:: TASK TO CARRY OUT ::
List, from the lines below, each one with "building" in it.

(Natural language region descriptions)
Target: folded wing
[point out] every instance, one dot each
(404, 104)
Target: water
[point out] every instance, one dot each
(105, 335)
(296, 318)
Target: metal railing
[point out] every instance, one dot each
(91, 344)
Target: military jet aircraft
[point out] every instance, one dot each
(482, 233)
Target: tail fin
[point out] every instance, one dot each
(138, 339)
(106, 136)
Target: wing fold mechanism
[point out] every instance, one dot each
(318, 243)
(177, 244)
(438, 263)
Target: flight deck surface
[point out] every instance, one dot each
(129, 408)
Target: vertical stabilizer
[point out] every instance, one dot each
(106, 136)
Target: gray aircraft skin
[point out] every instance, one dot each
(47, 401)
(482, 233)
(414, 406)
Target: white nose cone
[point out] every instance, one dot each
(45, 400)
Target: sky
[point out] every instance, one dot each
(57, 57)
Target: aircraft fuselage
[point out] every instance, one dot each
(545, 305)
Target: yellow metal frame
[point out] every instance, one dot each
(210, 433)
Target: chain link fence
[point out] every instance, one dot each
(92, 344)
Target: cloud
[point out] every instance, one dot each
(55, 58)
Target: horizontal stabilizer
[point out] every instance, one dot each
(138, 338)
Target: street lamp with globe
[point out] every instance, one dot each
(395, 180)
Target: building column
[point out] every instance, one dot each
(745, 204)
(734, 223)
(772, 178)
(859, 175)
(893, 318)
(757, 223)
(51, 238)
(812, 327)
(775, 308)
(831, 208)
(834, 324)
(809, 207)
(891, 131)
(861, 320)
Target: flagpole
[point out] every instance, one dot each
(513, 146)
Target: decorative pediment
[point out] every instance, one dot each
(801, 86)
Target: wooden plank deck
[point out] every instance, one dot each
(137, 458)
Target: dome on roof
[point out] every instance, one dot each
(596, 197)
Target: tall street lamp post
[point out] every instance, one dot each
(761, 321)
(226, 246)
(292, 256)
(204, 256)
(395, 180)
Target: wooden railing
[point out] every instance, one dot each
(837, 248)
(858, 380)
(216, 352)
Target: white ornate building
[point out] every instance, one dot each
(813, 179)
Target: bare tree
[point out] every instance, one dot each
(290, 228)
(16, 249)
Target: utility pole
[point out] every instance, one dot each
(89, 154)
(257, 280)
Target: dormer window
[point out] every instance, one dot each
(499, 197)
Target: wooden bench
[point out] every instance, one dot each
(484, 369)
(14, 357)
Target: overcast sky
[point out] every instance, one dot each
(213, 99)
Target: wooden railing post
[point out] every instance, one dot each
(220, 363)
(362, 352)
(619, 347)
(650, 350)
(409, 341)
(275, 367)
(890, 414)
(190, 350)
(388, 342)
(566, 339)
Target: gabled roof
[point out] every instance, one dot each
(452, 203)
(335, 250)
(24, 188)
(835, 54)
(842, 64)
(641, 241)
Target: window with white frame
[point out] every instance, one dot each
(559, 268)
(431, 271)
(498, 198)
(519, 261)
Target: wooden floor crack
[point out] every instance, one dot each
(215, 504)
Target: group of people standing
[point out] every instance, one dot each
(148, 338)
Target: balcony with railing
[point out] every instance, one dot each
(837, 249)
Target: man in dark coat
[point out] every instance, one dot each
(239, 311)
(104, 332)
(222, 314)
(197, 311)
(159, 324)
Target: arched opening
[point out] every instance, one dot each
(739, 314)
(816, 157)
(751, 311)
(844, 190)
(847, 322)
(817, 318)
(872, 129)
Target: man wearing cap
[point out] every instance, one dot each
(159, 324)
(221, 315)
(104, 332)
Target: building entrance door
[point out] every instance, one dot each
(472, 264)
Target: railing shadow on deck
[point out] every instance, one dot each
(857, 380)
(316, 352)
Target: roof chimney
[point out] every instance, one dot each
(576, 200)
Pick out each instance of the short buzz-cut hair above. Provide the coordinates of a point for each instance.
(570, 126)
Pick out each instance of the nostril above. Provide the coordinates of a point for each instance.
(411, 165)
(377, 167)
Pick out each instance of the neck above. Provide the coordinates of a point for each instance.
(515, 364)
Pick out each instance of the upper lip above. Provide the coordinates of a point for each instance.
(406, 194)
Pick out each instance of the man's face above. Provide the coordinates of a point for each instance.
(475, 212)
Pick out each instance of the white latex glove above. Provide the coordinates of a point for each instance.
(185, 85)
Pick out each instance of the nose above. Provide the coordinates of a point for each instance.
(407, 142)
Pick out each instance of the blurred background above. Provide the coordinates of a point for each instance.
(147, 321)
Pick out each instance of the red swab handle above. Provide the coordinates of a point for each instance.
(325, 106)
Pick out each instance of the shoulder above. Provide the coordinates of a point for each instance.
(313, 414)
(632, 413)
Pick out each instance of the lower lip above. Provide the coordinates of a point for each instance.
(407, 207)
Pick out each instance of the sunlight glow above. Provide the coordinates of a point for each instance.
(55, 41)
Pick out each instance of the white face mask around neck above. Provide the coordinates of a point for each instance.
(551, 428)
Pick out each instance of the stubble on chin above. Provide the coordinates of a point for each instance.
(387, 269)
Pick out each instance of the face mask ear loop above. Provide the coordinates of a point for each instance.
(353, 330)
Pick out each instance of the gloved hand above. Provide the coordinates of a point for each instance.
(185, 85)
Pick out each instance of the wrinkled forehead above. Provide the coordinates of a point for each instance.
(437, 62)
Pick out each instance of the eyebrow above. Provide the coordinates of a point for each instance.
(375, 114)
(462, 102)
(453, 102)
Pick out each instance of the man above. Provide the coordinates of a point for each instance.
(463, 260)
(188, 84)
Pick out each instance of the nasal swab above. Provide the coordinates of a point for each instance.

:: WRITTEN REPLY ::
Target: building column
Target: white ornate building
Target: building entrance door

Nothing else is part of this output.